Task goal
Copy out every record below, word for word.

Task inputs
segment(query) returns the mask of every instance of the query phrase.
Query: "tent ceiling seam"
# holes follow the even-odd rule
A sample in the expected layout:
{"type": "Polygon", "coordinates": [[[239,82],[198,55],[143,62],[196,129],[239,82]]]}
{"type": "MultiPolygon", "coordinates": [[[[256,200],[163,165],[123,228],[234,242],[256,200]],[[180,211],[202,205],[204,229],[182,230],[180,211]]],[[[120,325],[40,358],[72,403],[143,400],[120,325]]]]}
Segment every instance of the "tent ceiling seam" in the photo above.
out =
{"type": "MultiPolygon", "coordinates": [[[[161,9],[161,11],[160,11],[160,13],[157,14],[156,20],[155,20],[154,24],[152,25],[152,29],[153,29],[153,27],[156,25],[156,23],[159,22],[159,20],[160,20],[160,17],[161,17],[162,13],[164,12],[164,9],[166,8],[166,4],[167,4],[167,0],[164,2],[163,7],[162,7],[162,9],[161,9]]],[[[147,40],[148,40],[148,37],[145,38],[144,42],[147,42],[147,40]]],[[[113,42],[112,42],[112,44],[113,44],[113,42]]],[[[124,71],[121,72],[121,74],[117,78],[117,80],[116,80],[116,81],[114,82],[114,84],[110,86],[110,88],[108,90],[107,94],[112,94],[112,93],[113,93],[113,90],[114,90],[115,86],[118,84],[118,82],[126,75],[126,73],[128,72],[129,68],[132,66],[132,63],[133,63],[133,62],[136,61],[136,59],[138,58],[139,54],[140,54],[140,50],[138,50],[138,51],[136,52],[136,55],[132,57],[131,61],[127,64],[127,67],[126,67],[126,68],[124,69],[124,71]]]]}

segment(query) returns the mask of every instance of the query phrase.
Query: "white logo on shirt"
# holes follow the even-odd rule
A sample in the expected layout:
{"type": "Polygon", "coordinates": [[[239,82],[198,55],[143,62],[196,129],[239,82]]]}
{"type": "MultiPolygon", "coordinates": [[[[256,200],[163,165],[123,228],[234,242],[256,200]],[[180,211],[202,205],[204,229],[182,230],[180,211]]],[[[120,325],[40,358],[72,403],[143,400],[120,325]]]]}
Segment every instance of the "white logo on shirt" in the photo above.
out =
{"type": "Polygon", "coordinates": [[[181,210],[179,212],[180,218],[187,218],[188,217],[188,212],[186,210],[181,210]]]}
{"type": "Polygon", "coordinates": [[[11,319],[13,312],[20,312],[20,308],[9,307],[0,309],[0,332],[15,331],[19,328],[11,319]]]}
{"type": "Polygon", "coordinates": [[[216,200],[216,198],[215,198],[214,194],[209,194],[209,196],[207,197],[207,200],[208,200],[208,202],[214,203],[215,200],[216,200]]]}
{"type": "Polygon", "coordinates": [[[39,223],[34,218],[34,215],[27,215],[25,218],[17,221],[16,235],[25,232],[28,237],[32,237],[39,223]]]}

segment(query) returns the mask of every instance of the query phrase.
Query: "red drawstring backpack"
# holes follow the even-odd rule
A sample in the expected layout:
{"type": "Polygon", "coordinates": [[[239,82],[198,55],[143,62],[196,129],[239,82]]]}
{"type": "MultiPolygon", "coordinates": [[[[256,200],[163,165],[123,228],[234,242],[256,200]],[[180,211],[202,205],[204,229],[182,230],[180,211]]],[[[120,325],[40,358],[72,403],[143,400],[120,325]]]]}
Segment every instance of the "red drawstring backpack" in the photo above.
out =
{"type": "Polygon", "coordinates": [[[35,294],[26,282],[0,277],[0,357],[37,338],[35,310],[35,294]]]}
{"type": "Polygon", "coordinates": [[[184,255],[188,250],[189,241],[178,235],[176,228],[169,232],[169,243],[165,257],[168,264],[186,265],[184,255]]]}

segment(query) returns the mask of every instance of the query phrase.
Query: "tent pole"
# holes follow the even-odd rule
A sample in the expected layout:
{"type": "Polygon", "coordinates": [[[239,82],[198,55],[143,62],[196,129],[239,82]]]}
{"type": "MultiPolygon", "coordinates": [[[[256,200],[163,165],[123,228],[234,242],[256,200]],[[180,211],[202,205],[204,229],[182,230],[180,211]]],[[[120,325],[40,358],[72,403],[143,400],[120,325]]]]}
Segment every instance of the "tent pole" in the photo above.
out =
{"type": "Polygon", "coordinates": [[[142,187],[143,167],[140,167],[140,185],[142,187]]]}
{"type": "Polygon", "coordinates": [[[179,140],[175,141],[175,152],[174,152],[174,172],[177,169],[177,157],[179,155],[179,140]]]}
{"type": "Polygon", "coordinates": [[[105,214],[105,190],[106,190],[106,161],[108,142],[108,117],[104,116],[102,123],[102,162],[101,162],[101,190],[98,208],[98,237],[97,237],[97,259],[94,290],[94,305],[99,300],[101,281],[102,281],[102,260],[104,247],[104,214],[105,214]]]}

Answer in full
segment(query) returns the mask of every instance of the query phrase.
Query: "tent ceiling seam"
# holes follow the even-odd rule
A sample in the expected layout:
{"type": "Polygon", "coordinates": [[[239,82],[198,55],[143,62],[196,129],[239,82]]]}
{"type": "MultiPolygon", "coordinates": [[[[256,200],[163,165],[123,228],[234,242],[256,200]],[[180,211],[202,205],[204,229],[182,230],[180,211]]],[[[120,325],[40,358],[72,403],[143,400],[120,325]]]]}
Segment every instance of the "tent ceiling seam" in the photo above.
out =
{"type": "MultiPolygon", "coordinates": [[[[161,9],[161,11],[160,11],[160,13],[157,14],[156,20],[155,20],[154,24],[152,25],[152,29],[153,29],[153,27],[156,25],[156,23],[159,22],[159,20],[160,20],[160,17],[161,17],[162,13],[164,12],[164,9],[166,8],[166,4],[167,4],[167,0],[164,2],[163,7],[162,7],[162,9],[161,9]]],[[[147,40],[148,40],[148,37],[145,38],[144,42],[147,42],[147,40]]],[[[113,42],[112,42],[112,44],[113,44],[113,42]]],[[[124,71],[121,72],[121,74],[117,78],[117,80],[116,80],[116,81],[114,82],[114,84],[110,86],[110,88],[108,90],[107,94],[112,94],[112,93],[113,93],[113,90],[114,90],[115,86],[118,84],[118,82],[126,75],[126,73],[128,72],[129,68],[132,66],[132,63],[133,63],[133,62],[136,61],[136,59],[138,58],[139,54],[140,54],[140,50],[138,50],[138,51],[136,52],[136,55],[132,57],[131,61],[127,64],[127,67],[126,67],[126,68],[124,69],[124,71]]]]}

segment(query) returns the mask of every instance of the query phrase.
Query: "white logo on shirt"
# holes follow the even-odd rule
A sample in the expected layout:
{"type": "Polygon", "coordinates": [[[239,82],[198,55],[143,62],[196,129],[239,82]]]}
{"type": "MultiPolygon", "coordinates": [[[[256,200],[163,165],[123,228],[234,242],[256,200]],[[180,211],[202,205],[204,229],[182,230],[180,211]]],[[[120,325],[40,358],[72,403],[143,400],[120,325]]]]}
Segment every instance of the "white logo on shirt" in the photo above.
out =
{"type": "Polygon", "coordinates": [[[181,210],[179,212],[180,218],[187,218],[188,217],[188,212],[186,210],[181,210]]]}
{"type": "Polygon", "coordinates": [[[11,319],[13,312],[20,312],[20,308],[9,307],[0,309],[0,332],[15,331],[19,328],[11,319]]]}
{"type": "Polygon", "coordinates": [[[216,200],[216,198],[215,198],[214,194],[209,194],[209,196],[207,197],[207,200],[208,200],[208,202],[214,203],[215,200],[216,200]]]}
{"type": "Polygon", "coordinates": [[[39,223],[34,218],[34,215],[27,215],[25,218],[17,221],[16,235],[25,232],[28,237],[32,237],[39,223]]]}

segment(query) returns the mask of every instance of the query phrase.
Query: "red drawstring backpack"
# holes follow the even-odd rule
A sample in the expected layout:
{"type": "Polygon", "coordinates": [[[239,82],[198,55],[143,62],[196,129],[239,82]]]}
{"type": "MultiPolygon", "coordinates": [[[[256,200],[163,165],[123,228],[234,242],[256,200]],[[180,211],[202,205],[204,229],[182,230],[180,211]]],[[[120,325],[40,358],[72,403],[143,400],[120,325]]]]}
Segment every instance of the "red drawstring backpack" in the photo above.
out =
{"type": "Polygon", "coordinates": [[[35,294],[26,282],[0,277],[0,357],[37,338],[35,310],[35,294]]]}
{"type": "Polygon", "coordinates": [[[184,255],[188,250],[189,241],[178,235],[176,228],[169,232],[169,243],[165,257],[168,264],[186,265],[184,255]]]}

segment(query) returns the mask of every instance of the query phrase.
Query: "tent pole"
# holes follow the even-odd rule
A sample in the expected layout:
{"type": "Polygon", "coordinates": [[[239,82],[198,55],[143,62],[196,129],[239,82]]]}
{"type": "MultiPolygon", "coordinates": [[[[256,200],[163,165],[123,228],[234,242],[256,200]],[[180,211],[202,205],[204,229],[182,230],[180,211]]],[[[120,325],[40,358],[72,403],[143,400],[120,325]]]]}
Segment every instance of the "tent pole" in the photo above.
out =
{"type": "Polygon", "coordinates": [[[142,187],[143,167],[140,167],[140,185],[142,187]]]}
{"type": "Polygon", "coordinates": [[[179,140],[175,141],[175,152],[174,152],[174,172],[177,169],[177,157],[179,155],[179,140]]]}
{"type": "Polygon", "coordinates": [[[105,214],[105,190],[106,190],[106,161],[108,142],[108,117],[104,116],[102,123],[102,162],[101,162],[101,190],[98,208],[98,237],[97,237],[97,259],[94,290],[94,305],[99,300],[101,281],[102,281],[102,260],[104,247],[104,214],[105,214]]]}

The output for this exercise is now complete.